TEXT UNDER STUDY:
**********

They're part of a system that the Department of Homeland Security intended to be the eyes and ears of the U.S. Border Patrol, scanning the Southern frontier for migrants, drug smugglers, and even international terrorists trying to enter the country illegally.

"These towers are located based on geography, terrain, and what the Border Patrol knows about typical traffic patterns. So these are placed because they're where we believe they're gonna be most effective," Mark Borkowski, the executive director of this huge technological undertaking for Homeland Security," told Kroft.

Each one of the observation towers is equipped with long range radar and high resolution cameras, and is connected to underground sensors. It was designed and built by Boeing, one of the nation's largest defense contractors; Borkowski himself is a rocket scientist who used to work for NASA.

"It's not rocket science. But it is still a complex, ambitious project, particularly the way it was originally designed, which was to cover the entire border with this technology," Borkowski told Kroft.

Asked why the United States needs this project, Borkowski said, "Well, we need it because we need to secure our borders. I think it's a national imperative that we want to secure our borders."

In principal it's not that much different from the security systems you might find in someone's home, office building, or the convenience store down the block - only on a much larger and more sophisticated scale.

The cameras and sensors on the towers are capable of picking up the slightest movements up to six or seven miles away, and shooting off an alert to a Border Patrol station, where an agent can then focus the cameras on the exact location. The visual information allows them to discern whether the intrusion is a threat that needs to be investigated or one that can be ignored.

"So in simple terms, what you want to do is you want to be able to look at the entire border with Mexico?" Kroft asked.

"Right. Where it's appropriate to look at the entire border, right," Borkowski replied.

"And then, if you see somebody crossing, you can dispatch Border Patrol people out to catch them?" Kroft asked.

"Correct," he replied. "We have a view of this person. We know if they're by themselves or with other people. We know if they're riding or not riding. We know if they're carrying things or not carrying things."

But unfortunately for Borkowski and the two people who had the job before him, it has proven to be much easier said than done.

When Boeing was awarded the initial contract back in 2006, it made some rather extravagant promises, claiming it could complete the project quickly and that virtually no one would be able to sneak across the border undetected.

Asked how this has worked out, Richard Stana, the director of homeland security issues for the Government Accountability Office, said, "Well, it hasn't worked out so far as well as they had hoped."

And that is putting the best possible face on it. One of Stana's jobs has been to investigate and monitor the project for Congress.

**********

DATA EXCERPTS:
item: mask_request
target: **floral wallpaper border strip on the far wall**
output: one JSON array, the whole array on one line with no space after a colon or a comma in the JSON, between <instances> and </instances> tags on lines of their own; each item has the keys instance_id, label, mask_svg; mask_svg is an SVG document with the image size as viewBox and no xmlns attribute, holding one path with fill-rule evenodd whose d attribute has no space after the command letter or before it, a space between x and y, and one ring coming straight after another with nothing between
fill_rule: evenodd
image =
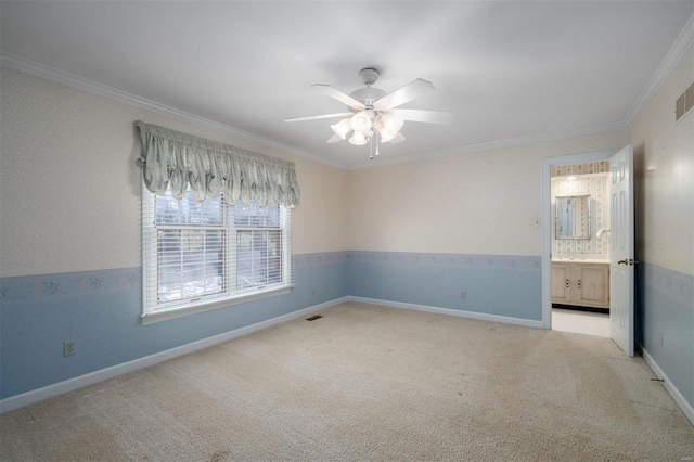
<instances>
[{"instance_id":1,"label":"floral wallpaper border strip on the far wall","mask_svg":"<svg viewBox=\"0 0 694 462\"><path fill-rule=\"evenodd\" d=\"M428 254L410 252L348 252L349 261L408 264L444 268L504 269L540 271L541 258L524 255Z\"/></svg>"}]
</instances>

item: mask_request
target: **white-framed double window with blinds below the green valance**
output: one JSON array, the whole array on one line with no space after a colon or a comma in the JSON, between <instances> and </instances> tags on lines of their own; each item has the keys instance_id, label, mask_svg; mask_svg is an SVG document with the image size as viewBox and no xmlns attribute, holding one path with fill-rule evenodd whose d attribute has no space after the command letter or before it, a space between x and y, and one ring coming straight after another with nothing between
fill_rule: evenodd
<instances>
[{"instance_id":1,"label":"white-framed double window with blinds below the green valance","mask_svg":"<svg viewBox=\"0 0 694 462\"><path fill-rule=\"evenodd\" d=\"M142 191L143 322L288 292L290 209Z\"/></svg>"}]
</instances>

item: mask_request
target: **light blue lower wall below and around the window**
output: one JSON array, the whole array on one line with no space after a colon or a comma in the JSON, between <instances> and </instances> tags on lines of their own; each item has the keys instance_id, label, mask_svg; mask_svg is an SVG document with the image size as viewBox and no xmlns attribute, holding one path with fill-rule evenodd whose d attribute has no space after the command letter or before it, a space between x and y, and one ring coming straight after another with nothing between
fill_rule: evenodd
<instances>
[{"instance_id":1,"label":"light blue lower wall below and around the window","mask_svg":"<svg viewBox=\"0 0 694 462\"><path fill-rule=\"evenodd\" d=\"M346 252L294 257L291 294L142 325L140 268L0 280L0 398L347 295ZM63 357L63 342L77 354Z\"/></svg>"}]
</instances>

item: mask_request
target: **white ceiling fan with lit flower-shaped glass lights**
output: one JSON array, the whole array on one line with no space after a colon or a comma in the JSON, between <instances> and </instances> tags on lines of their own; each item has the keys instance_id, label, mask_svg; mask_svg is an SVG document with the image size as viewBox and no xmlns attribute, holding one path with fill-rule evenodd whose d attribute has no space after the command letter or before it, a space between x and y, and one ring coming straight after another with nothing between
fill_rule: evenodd
<instances>
[{"instance_id":1,"label":"white ceiling fan with lit flower-shaped glass lights","mask_svg":"<svg viewBox=\"0 0 694 462\"><path fill-rule=\"evenodd\" d=\"M391 142L395 144L404 141L406 138L400 133L400 129L406 120L428 124L451 124L453 121L453 114L451 113L397 108L415 98L434 91L434 86L428 80L417 78L393 93L386 93L378 88L372 87L378 79L377 69L367 67L359 70L358 75L367 87L355 90L349 94L343 93L329 85L313 85L313 87L319 88L329 97L347 104L348 112L293 117L286 118L284 121L343 117L337 124L330 126L335 134L327 142L335 143L340 140L347 140L355 145L363 145L371 142L371 158L373 158L374 144L376 147L375 154L378 155L378 143Z\"/></svg>"}]
</instances>

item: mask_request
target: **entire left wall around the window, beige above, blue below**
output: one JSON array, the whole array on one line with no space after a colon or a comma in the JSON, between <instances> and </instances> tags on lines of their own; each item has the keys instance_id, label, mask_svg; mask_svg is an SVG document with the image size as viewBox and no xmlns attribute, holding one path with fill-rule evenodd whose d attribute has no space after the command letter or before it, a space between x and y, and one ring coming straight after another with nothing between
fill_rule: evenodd
<instances>
[{"instance_id":1,"label":"entire left wall around the window, beige above, blue below","mask_svg":"<svg viewBox=\"0 0 694 462\"><path fill-rule=\"evenodd\" d=\"M346 172L0 72L0 398L347 295ZM296 163L292 294L140 324L138 119ZM64 341L75 356L62 356Z\"/></svg>"}]
</instances>

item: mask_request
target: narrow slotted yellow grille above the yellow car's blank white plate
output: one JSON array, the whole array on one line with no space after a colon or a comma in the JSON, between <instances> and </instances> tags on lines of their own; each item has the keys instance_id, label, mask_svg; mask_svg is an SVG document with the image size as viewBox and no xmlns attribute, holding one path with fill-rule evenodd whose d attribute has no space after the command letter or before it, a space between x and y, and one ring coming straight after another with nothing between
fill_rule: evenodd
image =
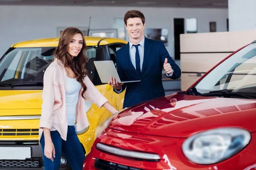
<instances>
[{"instance_id":1,"label":"narrow slotted yellow grille above the yellow car's blank white plate","mask_svg":"<svg viewBox=\"0 0 256 170\"><path fill-rule=\"evenodd\" d=\"M0 129L0 136L36 136L39 129Z\"/></svg>"}]
</instances>

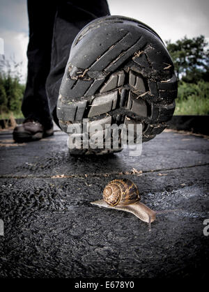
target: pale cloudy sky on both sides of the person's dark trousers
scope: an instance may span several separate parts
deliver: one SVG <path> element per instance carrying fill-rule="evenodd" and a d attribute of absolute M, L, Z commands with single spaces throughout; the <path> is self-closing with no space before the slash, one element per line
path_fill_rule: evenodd
<path fill-rule="evenodd" d="M 209 0 L 108 0 L 108 3 L 111 15 L 144 22 L 162 40 L 175 42 L 184 36 L 202 34 L 209 41 Z M 0 54 L 4 52 L 6 59 L 22 62 L 23 79 L 28 36 L 26 0 L 0 0 Z"/>

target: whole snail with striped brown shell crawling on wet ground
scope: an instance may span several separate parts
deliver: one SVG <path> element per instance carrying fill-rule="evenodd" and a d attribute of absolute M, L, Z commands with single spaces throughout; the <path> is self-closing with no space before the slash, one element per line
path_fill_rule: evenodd
<path fill-rule="evenodd" d="M 103 191 L 103 199 L 91 202 L 93 205 L 114 208 L 130 212 L 140 220 L 150 225 L 159 213 L 167 213 L 173 210 L 155 211 L 148 208 L 140 201 L 139 188 L 127 178 L 111 180 Z"/>

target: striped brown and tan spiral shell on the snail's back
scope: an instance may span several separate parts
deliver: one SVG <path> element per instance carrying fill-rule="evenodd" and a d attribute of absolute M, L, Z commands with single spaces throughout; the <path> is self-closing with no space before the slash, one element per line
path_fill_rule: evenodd
<path fill-rule="evenodd" d="M 127 206 L 140 200 L 139 189 L 127 178 L 111 180 L 104 187 L 103 199 L 110 206 Z"/>

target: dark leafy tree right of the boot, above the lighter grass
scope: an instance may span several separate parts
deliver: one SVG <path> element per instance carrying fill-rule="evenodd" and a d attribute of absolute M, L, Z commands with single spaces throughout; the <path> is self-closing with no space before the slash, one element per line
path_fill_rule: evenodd
<path fill-rule="evenodd" d="M 204 36 L 167 41 L 167 49 L 171 54 L 176 76 L 184 82 L 197 83 L 200 79 L 209 79 L 209 49 Z"/>

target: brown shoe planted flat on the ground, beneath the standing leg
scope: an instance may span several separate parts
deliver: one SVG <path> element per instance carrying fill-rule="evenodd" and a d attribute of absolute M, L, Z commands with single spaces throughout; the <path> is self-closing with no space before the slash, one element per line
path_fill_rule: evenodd
<path fill-rule="evenodd" d="M 17 125 L 13 130 L 13 139 L 18 142 L 28 142 L 40 140 L 43 137 L 49 137 L 54 134 L 53 128 L 45 130 L 38 121 L 25 120 L 22 125 Z"/>

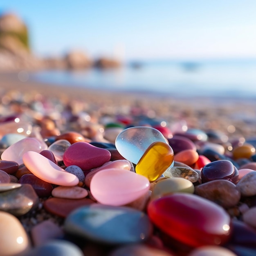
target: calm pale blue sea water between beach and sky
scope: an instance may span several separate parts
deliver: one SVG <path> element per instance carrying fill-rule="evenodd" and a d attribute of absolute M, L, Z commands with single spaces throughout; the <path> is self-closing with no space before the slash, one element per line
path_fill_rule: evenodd
<path fill-rule="evenodd" d="M 148 61 L 117 70 L 43 71 L 31 79 L 85 88 L 146 91 L 180 96 L 256 97 L 256 59 Z"/>

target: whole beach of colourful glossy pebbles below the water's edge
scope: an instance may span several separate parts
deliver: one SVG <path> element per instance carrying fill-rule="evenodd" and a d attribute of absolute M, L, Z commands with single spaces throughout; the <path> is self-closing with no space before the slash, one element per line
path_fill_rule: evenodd
<path fill-rule="evenodd" d="M 256 254 L 255 99 L 0 94 L 1 256 Z"/>

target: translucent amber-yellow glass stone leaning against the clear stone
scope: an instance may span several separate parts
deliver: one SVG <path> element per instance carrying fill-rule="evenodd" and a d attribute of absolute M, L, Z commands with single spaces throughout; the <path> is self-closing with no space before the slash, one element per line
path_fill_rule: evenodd
<path fill-rule="evenodd" d="M 166 171 L 172 164 L 173 159 L 174 153 L 171 146 L 162 141 L 156 141 L 146 149 L 141 159 L 139 159 L 135 171 L 152 182 Z"/>

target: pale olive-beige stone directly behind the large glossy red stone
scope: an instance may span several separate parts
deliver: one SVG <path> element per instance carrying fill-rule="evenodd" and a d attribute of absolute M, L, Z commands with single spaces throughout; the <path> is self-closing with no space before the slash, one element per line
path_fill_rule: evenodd
<path fill-rule="evenodd" d="M 151 194 L 151 200 L 161 198 L 176 192 L 193 194 L 195 187 L 193 183 L 184 178 L 168 178 L 157 182 Z"/>

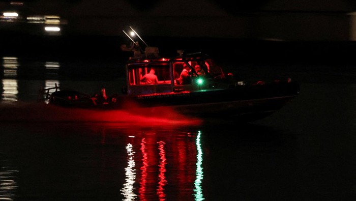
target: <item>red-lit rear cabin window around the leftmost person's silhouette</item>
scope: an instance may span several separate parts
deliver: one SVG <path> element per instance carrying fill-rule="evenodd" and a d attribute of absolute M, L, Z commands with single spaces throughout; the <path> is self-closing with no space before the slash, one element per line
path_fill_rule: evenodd
<path fill-rule="evenodd" d="M 128 78 L 130 85 L 145 85 L 151 84 L 141 81 L 142 77 L 150 73 L 150 70 L 155 70 L 155 75 L 158 79 L 158 84 L 170 84 L 171 73 L 169 63 L 157 63 L 157 64 L 132 64 L 128 66 Z"/>

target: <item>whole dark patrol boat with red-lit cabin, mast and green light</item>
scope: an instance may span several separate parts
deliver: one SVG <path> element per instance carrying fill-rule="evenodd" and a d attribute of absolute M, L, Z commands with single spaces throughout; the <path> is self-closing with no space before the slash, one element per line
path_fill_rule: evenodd
<path fill-rule="evenodd" d="M 88 96 L 76 90 L 61 90 L 56 85 L 44 90 L 48 103 L 104 110 L 169 107 L 188 116 L 250 122 L 281 109 L 300 92 L 299 84 L 291 78 L 239 80 L 201 52 L 178 50 L 177 55 L 164 57 L 157 47 L 147 46 L 139 51 L 137 42 L 132 40 L 132 44 L 135 53 L 126 63 L 126 86 L 121 93 L 107 96 L 102 89 L 101 93 Z M 199 71 L 196 66 L 200 67 Z M 186 82 L 180 76 L 184 67 L 188 71 Z M 147 83 L 142 78 L 151 69 L 157 81 Z M 54 92 L 49 93 L 51 90 Z"/>

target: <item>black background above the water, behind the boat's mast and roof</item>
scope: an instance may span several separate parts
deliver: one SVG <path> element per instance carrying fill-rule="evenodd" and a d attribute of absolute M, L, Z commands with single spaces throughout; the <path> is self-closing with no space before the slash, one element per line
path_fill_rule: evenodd
<path fill-rule="evenodd" d="M 21 20 L 0 21 L 0 55 L 70 63 L 72 71 L 81 61 L 122 66 L 130 55 L 120 49 L 130 44 L 123 33 L 129 26 L 161 55 L 183 49 L 236 66 L 355 65 L 354 1 L 10 2 L 0 1 L 0 10 L 16 11 Z M 46 35 L 41 24 L 27 23 L 33 15 L 61 16 L 61 34 Z"/>

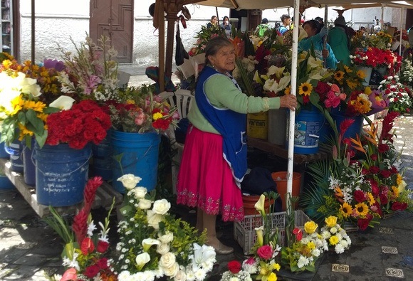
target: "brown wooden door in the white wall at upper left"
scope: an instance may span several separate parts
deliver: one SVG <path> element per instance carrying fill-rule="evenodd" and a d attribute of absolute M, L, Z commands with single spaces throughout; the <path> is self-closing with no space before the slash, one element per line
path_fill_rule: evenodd
<path fill-rule="evenodd" d="M 89 35 L 110 38 L 117 50 L 118 63 L 132 63 L 133 0 L 90 0 Z"/>

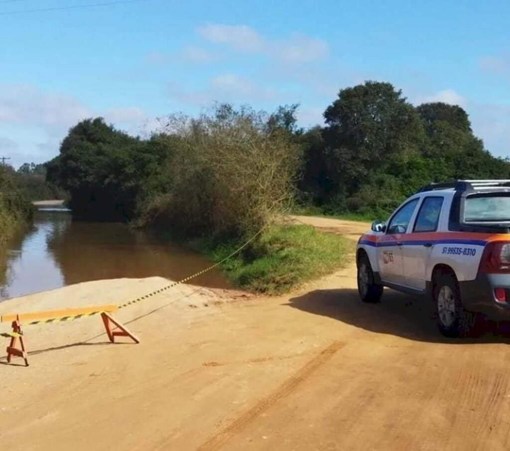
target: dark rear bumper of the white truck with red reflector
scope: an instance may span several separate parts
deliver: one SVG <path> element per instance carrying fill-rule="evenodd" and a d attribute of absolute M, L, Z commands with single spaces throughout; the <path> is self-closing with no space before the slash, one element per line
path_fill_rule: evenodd
<path fill-rule="evenodd" d="M 467 310 L 510 319 L 510 274 L 478 274 L 475 280 L 458 283 Z M 506 302 L 499 302 L 495 288 L 503 288 Z"/>

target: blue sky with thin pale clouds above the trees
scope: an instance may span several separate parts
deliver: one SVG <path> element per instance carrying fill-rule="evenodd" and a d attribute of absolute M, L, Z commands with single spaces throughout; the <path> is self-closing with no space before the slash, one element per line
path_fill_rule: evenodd
<path fill-rule="evenodd" d="M 214 101 L 321 121 L 341 88 L 389 81 L 410 102 L 461 105 L 510 156 L 510 2 L 0 0 L 0 156 L 58 154 L 101 115 L 146 135 L 157 117 Z M 110 0 L 111 1 L 111 0 Z"/>

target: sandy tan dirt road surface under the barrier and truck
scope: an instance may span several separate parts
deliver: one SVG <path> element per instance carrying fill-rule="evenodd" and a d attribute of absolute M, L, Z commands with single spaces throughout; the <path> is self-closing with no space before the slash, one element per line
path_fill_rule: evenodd
<path fill-rule="evenodd" d="M 164 283 L 81 284 L 20 308 L 117 302 Z M 354 287 L 354 267 L 283 297 L 179 287 L 115 315 L 139 345 L 106 343 L 97 317 L 27 328 L 31 366 L 0 360 L 0 445 L 510 448 L 510 334 L 445 340 L 421 300 L 387 291 L 363 305 Z"/>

**********

WHAT THE EXERCISE ASKS:
Answer these from the border towers report:
(a) Which company designed and built the observation towers?
(b) From how far away can the cameras and sensors on the towers pick up the slightest movements?
(c) In what year was the initial contract awarded?
The lines that come after the text aren't needed for anything here.

RESPONSE BELOW:
(a) Boeing
(b) Up to six or seven miles
(c) 2006